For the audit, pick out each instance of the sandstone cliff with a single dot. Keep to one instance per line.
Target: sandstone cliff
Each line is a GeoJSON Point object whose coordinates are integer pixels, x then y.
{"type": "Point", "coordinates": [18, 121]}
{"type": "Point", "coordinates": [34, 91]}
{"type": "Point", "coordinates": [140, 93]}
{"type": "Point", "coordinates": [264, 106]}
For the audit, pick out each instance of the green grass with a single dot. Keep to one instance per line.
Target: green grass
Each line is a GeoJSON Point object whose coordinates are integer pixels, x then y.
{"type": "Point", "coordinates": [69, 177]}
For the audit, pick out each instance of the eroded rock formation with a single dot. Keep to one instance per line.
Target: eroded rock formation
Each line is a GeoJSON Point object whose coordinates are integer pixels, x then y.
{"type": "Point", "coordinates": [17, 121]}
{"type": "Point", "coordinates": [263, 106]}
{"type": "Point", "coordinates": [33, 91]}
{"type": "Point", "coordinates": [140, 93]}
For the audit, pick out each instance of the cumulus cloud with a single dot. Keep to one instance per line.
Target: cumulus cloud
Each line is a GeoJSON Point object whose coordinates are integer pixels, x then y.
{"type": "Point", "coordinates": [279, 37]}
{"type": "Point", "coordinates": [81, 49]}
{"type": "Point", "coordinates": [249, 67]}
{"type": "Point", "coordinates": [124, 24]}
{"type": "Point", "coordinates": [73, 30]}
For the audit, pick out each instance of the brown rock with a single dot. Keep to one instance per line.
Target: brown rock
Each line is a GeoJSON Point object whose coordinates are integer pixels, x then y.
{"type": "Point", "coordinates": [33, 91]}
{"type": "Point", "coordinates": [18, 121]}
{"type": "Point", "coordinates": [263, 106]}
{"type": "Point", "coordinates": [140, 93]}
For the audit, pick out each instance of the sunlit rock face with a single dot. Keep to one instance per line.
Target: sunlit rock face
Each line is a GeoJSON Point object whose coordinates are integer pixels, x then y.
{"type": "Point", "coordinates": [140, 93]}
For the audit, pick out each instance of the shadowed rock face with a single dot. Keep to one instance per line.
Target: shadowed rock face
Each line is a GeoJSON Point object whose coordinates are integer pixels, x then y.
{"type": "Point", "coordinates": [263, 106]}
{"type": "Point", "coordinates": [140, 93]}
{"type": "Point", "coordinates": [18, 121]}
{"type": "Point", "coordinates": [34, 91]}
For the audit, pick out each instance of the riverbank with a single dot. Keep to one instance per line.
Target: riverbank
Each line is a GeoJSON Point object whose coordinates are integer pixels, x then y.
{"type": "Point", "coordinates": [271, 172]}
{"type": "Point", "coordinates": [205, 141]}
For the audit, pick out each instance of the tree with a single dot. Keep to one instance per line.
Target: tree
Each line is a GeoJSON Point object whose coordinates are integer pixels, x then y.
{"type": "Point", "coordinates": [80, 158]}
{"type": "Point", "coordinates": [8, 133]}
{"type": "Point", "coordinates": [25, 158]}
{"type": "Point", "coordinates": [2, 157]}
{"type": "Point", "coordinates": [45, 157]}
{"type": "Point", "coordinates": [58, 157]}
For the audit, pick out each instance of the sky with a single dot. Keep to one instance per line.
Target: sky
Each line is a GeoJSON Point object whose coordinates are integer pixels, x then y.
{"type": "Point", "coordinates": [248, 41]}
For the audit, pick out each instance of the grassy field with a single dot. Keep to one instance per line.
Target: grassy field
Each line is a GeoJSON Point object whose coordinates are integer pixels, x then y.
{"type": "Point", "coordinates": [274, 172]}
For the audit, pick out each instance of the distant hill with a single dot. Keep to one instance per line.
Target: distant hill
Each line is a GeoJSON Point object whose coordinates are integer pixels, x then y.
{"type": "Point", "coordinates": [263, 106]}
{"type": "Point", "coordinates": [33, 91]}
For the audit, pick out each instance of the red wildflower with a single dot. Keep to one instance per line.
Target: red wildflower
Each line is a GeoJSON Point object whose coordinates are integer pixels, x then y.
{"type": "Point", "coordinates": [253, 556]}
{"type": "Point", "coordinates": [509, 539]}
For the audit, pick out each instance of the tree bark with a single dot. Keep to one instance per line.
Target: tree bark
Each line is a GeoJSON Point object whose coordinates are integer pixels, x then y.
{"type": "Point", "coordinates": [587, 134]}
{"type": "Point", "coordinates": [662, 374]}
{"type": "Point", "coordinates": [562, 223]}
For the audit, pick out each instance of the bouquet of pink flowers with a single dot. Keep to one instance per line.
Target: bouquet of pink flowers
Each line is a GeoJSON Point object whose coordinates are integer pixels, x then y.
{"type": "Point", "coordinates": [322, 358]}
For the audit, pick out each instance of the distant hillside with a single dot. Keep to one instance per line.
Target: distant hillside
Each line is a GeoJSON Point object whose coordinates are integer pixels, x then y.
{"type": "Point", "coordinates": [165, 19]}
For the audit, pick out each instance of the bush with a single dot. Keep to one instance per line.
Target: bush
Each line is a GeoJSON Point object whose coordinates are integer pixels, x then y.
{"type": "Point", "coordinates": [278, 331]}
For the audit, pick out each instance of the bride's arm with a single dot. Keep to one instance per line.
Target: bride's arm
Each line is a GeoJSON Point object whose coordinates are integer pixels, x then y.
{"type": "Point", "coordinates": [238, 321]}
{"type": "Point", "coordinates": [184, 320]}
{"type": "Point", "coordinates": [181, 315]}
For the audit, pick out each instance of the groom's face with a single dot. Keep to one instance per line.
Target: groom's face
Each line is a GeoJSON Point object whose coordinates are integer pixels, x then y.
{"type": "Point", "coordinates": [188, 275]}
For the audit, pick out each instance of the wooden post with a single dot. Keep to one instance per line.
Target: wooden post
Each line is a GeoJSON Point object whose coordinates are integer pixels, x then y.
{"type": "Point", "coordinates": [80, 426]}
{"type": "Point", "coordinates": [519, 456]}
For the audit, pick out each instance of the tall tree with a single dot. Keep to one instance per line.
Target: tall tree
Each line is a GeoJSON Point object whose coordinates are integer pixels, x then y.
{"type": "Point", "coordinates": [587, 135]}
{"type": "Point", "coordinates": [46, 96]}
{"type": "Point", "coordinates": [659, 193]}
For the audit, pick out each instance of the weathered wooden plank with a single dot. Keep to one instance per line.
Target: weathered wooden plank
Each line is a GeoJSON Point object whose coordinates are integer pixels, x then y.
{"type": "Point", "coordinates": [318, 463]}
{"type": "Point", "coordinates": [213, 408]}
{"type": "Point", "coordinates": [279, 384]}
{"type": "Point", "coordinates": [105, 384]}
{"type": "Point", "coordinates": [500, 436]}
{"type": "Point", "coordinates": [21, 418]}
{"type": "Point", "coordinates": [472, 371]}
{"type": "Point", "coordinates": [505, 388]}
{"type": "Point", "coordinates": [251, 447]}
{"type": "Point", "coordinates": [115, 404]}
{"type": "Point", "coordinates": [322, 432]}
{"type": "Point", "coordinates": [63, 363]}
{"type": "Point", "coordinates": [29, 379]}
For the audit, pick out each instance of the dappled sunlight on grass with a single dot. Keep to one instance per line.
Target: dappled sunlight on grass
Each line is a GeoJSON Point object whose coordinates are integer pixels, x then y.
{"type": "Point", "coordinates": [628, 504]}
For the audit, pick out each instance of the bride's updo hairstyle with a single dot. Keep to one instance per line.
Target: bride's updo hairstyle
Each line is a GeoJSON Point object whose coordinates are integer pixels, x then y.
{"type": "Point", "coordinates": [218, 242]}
————————
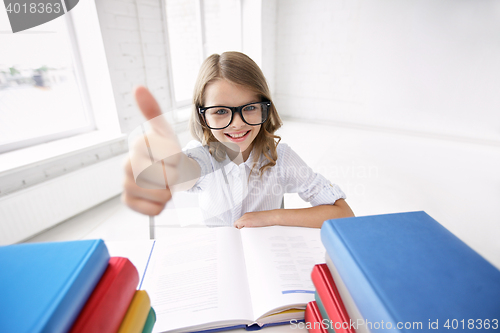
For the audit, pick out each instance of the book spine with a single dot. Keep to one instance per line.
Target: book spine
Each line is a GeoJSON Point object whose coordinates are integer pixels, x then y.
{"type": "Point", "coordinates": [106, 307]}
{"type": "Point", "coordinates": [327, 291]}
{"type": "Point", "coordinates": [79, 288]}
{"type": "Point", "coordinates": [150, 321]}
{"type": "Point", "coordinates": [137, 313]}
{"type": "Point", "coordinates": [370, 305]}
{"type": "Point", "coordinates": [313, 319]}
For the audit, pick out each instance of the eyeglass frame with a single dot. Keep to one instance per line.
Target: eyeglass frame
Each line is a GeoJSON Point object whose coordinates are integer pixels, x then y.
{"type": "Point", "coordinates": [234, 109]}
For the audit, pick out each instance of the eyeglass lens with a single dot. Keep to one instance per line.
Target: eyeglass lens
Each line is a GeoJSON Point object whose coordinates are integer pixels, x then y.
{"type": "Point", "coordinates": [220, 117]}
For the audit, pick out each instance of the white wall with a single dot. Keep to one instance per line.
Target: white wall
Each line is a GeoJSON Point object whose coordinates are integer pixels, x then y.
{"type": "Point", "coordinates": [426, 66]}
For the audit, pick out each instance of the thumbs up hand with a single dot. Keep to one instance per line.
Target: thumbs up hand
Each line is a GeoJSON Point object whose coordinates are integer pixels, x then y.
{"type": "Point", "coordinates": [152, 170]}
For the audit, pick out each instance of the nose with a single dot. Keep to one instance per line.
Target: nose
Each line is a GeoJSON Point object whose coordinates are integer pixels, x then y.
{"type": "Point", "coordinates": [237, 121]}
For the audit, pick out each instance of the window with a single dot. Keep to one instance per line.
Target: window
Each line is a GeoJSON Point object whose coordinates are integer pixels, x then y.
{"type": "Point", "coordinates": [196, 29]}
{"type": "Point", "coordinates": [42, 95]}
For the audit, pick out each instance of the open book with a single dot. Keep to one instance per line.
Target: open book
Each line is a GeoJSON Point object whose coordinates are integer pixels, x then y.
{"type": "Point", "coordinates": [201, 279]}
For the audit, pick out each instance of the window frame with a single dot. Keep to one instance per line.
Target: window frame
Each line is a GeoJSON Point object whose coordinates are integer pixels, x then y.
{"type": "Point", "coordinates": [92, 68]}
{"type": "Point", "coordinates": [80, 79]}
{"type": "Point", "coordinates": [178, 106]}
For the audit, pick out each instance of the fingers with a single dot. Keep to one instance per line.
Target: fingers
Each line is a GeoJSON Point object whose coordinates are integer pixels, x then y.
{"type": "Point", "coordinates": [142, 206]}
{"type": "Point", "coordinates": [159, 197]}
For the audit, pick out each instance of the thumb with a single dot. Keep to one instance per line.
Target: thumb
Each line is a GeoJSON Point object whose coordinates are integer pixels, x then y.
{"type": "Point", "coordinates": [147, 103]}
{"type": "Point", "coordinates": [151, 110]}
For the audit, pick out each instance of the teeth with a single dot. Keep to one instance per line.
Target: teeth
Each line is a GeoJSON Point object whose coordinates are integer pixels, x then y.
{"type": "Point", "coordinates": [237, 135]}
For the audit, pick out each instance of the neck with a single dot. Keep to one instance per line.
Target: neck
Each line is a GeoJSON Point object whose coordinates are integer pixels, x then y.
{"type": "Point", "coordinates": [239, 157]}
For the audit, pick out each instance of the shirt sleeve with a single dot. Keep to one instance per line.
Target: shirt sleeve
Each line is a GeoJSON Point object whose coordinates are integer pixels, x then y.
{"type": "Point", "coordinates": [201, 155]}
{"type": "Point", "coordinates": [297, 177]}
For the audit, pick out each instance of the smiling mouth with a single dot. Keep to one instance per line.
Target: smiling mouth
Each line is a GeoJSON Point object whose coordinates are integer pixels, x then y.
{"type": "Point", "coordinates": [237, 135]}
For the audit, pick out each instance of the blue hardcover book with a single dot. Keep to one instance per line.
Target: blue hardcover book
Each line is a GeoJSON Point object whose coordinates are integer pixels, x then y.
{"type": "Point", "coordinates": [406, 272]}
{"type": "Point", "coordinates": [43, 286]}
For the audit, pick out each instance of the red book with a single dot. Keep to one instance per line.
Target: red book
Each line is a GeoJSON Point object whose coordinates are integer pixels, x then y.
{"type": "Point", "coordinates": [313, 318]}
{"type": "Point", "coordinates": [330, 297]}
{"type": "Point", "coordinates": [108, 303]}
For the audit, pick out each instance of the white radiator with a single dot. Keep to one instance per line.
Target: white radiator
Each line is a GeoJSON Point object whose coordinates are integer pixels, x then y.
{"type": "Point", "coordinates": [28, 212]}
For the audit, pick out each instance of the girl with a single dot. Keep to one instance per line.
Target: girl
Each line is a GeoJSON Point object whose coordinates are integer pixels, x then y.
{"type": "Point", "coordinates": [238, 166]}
————————
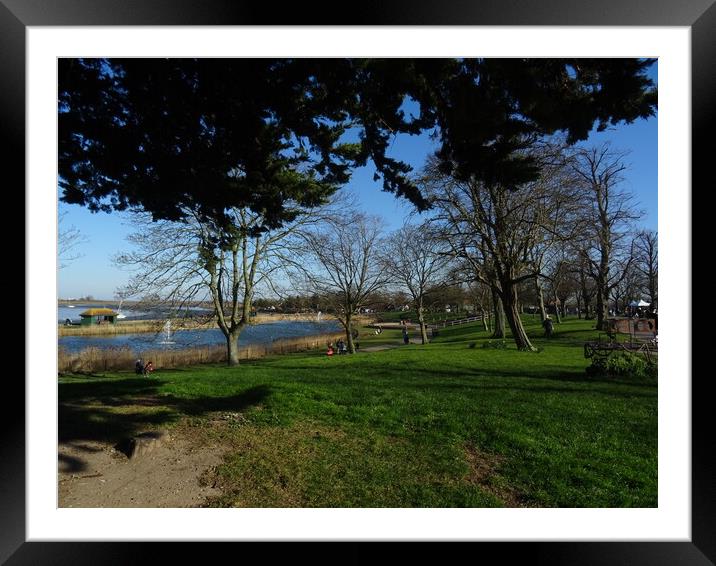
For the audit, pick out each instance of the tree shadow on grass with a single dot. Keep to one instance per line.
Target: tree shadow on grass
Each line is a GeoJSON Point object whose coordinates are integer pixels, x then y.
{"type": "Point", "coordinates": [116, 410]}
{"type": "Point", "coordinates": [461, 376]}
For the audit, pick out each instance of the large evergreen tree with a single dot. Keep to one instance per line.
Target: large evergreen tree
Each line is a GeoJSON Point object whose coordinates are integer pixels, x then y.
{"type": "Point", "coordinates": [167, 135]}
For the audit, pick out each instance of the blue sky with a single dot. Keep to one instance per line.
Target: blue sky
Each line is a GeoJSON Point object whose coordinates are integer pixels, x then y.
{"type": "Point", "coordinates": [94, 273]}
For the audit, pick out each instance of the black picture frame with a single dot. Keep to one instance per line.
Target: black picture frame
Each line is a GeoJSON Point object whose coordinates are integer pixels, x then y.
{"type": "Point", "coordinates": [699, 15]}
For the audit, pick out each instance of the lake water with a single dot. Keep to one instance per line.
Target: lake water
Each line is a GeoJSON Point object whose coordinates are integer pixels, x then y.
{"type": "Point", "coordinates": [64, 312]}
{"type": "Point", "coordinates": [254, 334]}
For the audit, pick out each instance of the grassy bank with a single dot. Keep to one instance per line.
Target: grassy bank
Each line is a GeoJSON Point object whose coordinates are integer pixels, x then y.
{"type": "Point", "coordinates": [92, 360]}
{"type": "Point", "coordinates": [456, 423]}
————————
List each line of the records above that contains the word "brown", copying every such line in full.

For the audit, pick out each instance of the brown rock with a single dot. Keep to one instance per line.
Target: brown rock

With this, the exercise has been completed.